Produce the records again in full, exactly as shown below.

Point localization data
★ ★ ★
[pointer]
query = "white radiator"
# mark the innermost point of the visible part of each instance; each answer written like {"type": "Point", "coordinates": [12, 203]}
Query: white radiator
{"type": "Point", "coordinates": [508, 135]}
★ ★ ★
▶ [OUTPUT OF THE EXERCISE]
[pointer]
query = "white radiator"
# mark the innermost point of the visible part of each instance; each answer written like {"type": "Point", "coordinates": [12, 203]}
Query: white radiator
{"type": "Point", "coordinates": [508, 135]}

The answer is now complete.